START Provided records
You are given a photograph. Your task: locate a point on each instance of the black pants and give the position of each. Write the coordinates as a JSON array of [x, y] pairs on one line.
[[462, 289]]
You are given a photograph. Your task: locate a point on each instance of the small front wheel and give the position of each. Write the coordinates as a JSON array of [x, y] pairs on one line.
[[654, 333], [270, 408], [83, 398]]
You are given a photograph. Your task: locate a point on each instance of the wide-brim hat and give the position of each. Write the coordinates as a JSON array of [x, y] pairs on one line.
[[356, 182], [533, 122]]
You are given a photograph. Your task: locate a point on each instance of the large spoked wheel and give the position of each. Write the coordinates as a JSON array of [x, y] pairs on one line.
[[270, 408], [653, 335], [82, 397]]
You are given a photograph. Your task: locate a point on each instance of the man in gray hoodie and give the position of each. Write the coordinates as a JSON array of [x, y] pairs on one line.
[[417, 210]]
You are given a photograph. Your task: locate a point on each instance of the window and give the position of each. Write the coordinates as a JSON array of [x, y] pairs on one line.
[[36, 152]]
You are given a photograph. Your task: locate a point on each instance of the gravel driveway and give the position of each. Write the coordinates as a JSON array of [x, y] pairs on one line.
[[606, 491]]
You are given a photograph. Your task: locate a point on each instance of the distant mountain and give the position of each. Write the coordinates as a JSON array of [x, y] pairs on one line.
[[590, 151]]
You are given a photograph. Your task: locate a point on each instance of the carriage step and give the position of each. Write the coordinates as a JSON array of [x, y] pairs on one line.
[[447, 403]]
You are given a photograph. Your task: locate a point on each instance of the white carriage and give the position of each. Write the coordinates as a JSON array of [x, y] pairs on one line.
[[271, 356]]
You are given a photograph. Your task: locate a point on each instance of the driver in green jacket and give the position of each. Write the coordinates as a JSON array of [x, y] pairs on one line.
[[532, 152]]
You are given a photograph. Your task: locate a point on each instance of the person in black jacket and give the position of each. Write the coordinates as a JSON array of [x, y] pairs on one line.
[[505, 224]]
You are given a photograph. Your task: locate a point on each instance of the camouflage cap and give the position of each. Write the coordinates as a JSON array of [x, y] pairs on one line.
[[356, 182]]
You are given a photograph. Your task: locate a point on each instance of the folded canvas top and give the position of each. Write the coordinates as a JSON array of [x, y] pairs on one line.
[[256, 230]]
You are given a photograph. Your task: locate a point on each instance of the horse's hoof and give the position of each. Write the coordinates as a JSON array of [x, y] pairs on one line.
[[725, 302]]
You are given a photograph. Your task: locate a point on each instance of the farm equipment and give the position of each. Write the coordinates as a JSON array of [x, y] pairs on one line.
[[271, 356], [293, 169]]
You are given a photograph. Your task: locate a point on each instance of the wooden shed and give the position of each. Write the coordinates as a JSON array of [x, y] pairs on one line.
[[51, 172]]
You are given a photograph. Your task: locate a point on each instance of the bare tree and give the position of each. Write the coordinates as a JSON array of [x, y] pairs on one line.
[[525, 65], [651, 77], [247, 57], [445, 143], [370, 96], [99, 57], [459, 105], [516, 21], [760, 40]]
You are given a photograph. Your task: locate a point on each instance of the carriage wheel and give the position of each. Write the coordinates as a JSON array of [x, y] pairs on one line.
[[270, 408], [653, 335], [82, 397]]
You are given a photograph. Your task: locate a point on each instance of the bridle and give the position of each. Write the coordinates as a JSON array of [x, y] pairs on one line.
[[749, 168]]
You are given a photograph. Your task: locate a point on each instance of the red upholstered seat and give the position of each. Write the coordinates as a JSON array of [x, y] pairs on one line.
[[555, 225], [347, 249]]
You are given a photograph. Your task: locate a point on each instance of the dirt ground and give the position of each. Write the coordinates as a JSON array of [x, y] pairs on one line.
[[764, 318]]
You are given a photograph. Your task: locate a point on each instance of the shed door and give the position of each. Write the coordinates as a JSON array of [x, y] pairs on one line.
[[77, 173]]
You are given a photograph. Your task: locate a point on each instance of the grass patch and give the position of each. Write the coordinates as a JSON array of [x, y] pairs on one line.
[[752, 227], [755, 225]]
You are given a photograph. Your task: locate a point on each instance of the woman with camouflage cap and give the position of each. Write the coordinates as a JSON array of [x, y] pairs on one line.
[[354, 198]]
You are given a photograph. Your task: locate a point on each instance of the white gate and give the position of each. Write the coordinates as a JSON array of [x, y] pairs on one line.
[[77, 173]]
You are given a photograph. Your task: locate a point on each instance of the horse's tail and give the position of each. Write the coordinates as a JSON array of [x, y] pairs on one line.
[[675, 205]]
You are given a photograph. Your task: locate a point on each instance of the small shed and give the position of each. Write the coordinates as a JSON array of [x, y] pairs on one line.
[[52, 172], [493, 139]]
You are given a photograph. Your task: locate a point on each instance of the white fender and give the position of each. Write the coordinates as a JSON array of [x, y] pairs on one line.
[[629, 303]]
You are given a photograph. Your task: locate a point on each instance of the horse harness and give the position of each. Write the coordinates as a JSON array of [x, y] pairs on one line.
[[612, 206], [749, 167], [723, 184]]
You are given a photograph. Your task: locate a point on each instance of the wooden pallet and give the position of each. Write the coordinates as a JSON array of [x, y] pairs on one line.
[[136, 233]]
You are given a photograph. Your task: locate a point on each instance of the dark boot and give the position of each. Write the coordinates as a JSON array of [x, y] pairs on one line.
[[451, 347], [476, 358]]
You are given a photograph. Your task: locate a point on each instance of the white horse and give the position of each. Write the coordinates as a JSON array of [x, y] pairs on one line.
END Provided records
▶ _Exercise objective_:
Starting at the line with "the wooden pallet", restate every line word for word through the end of the listing above.

▶ _Your solution_:
You are given a photograph. Your task: locate a point on each instance of the wooden pallet and give the position of each. Write the coordinates as a JSON array of [x, y] pairs on one line.
[[136, 233]]
You are given a photograph. Your task: locate a point on each instance of the dark boot and give the position of each. Write the coordinates as a JSON array of [x, y] pairs on one line.
[[451, 347], [476, 358]]
You are given a photograph. Your task: locate a point on each instance of the white horse and give the position of each. Write the coordinates as a JSON array of [x, y] pairs on one line.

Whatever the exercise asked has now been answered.